[Collection entries]
Content starts
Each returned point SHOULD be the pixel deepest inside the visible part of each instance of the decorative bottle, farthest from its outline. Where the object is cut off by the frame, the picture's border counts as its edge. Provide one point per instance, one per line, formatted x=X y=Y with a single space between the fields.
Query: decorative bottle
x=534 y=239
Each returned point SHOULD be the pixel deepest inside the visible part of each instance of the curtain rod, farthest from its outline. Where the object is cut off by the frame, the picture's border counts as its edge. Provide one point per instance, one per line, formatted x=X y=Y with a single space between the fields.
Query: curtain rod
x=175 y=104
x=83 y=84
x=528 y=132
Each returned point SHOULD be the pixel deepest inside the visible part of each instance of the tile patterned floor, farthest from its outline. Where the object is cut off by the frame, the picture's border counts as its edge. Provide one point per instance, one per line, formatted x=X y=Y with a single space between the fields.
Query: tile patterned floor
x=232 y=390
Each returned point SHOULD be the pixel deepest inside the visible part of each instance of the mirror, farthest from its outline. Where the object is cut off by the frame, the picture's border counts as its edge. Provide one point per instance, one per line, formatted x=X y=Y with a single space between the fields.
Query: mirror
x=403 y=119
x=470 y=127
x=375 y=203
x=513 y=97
Content ends
:: EXERCISE REQUIREMENTS ::
Transcribe the data above verbatim.

:: TASK ANSWER ::
Each returned point SHOULD be the pixel deepest inside the visible part of each instance of the decorative bottle, farthest from its outline. Where the object is cut off by the frame, the picture's border counts as its edge. Provide one point per instance, one per line, formatted x=X y=Y with a single space between the fields.
Query: decorative bottle
x=534 y=239
Each returned point SHOULD be the pixel deepest inside the visible part of each instance of the curtain rod, farthest from its outline. Where the object is cut off by the frame, the picture's border counts as its edge. Provide one point per instance, one per line, formatted x=X y=Y with a single space between the fields.
Query: curtain rod
x=175 y=104
x=83 y=84
x=528 y=132
Each returned point SHOULD be the pixel deepest inside the visible part of each instance of the tile patterned floor, farthest from its outline. Where the object is cut off by the frame, the picture's border counts as its edge. Provide one point per instance, one per line, formatted x=X y=Y with a single space between the fields.
Query: tile patterned floor
x=232 y=390
Each returned point SHOULD be the pixel deepest inside the visible part of each instance of the mirror, farthest from its outline. Where the object is cut off by the frame, the picture's border counts as its edge. Provide one point per instance, one per line, formatted x=X y=Y with a single space between the fields.
Query: mirror
x=403 y=119
x=470 y=127
x=375 y=203
x=513 y=97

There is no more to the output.